■ Assignment:
Repeat these records exactly, pictures excluded.

[Stored data entries]
+--
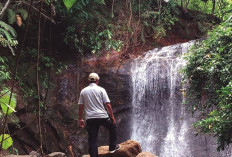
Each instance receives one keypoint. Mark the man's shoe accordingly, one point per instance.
(115, 149)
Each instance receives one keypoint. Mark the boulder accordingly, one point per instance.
(128, 149)
(146, 154)
(34, 154)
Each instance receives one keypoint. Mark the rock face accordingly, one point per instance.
(128, 149)
(54, 154)
(59, 127)
(146, 154)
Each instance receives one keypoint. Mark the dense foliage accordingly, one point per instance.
(41, 34)
(209, 72)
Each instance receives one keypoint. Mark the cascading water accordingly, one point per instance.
(160, 121)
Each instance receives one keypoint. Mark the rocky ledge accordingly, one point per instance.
(127, 149)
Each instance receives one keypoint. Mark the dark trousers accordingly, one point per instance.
(93, 127)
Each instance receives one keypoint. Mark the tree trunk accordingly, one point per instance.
(212, 12)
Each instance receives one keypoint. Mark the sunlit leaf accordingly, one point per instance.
(69, 3)
(4, 101)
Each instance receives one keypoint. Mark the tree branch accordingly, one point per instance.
(5, 7)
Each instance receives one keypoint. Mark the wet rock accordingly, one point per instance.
(128, 149)
(56, 154)
(146, 154)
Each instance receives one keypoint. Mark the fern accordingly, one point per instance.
(6, 34)
(23, 13)
(11, 16)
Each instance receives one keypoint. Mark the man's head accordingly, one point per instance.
(93, 78)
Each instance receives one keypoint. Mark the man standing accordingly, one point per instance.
(98, 111)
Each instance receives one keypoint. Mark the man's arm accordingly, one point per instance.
(110, 111)
(81, 121)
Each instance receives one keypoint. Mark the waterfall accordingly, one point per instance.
(160, 121)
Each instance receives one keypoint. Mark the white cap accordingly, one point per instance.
(93, 77)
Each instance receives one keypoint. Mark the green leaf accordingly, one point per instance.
(69, 3)
(7, 141)
(4, 101)
(8, 28)
(23, 13)
(11, 16)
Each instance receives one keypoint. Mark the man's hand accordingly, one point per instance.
(81, 123)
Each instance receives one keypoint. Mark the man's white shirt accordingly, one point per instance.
(93, 97)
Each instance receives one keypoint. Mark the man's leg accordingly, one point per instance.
(107, 122)
(92, 128)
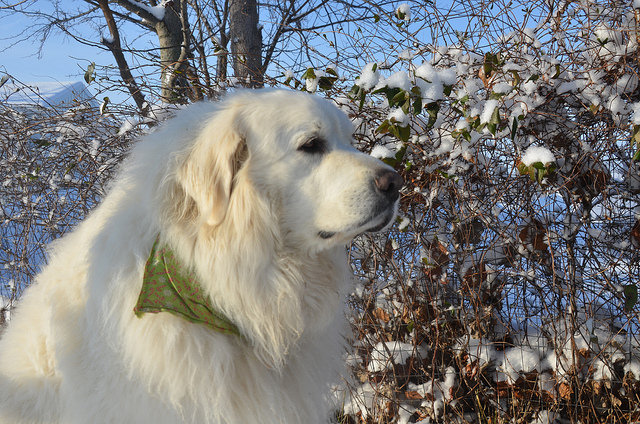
+--
■ Response:
Each instance receives one keypoint. Mark the man's shoe accordingly, one point per instance.
(115, 149)
Each instance receives one keypoint. Mark the boulder accordingly, one point per instance.
(128, 149)
(146, 154)
(34, 154)
Each instance receives one keypoint. Mark the rock face accordingly, one point per instance.
(128, 149)
(54, 154)
(59, 127)
(146, 154)
Each instance receives one keypoint. Mark the dense foliage accordingly, one point per instance.
(41, 34)
(209, 72)
Each instance receives one keypoint. Mark the cascading water accordingly, one point per instance.
(160, 121)
Each instance receives one keypoint. Mark the rocky ledge accordingly, one point per instance.
(127, 149)
Each instance receives one keypoint. Mark the dark trousers accordingly, one point per instance.
(93, 127)
Each instance receives one keypoint. Mark the tree trunk accordingly, one point per instance.
(212, 12)
Each instance receives one keypoint. Mark the sunlit leaf accordingly, one point per instance.
(69, 3)
(4, 101)
Each instance receives one keypoint. Mark the tree branch accordingly, one point per instance.
(5, 7)
Each instance receives one keypoint. Mark the wet rock accordingly, one point per instance.
(128, 149)
(56, 154)
(146, 154)
Each instance receives one keypoint. Mark the fern accordingly, one point per instance.
(6, 34)
(23, 13)
(11, 16)
Each instance receives one keypoint. Mark the man's head accordingly, one point per instance.
(93, 78)
Each instance receives one keypoint. Mark the man standing accordingly, one point per instance.
(98, 111)
Each instance receives one keypoint. Mark the man's arm accordingly, one point per instance.
(110, 111)
(81, 121)
Each instance receives one keypoint. Mark the waterfall accordingly, one point per instance.
(160, 121)
Each instance receives one keypoint. Mark the white cap accordingly, one point per instance.
(93, 77)
Each instance receives one keypoint. Mark the green leaf accordingly, one point per instance.
(69, 3)
(7, 141)
(4, 101)
(8, 28)
(23, 13)
(11, 16)
Each instance receives one keypoint. Mark the man's hand accordingly, one point per instance.
(81, 123)
Each instance receives one keypoint. Mark the man's white shirt accordingly, one point per instance.
(93, 97)
Each instance receives one keypoint. Mark the man's leg accordingly, one point per instance.
(107, 122)
(92, 128)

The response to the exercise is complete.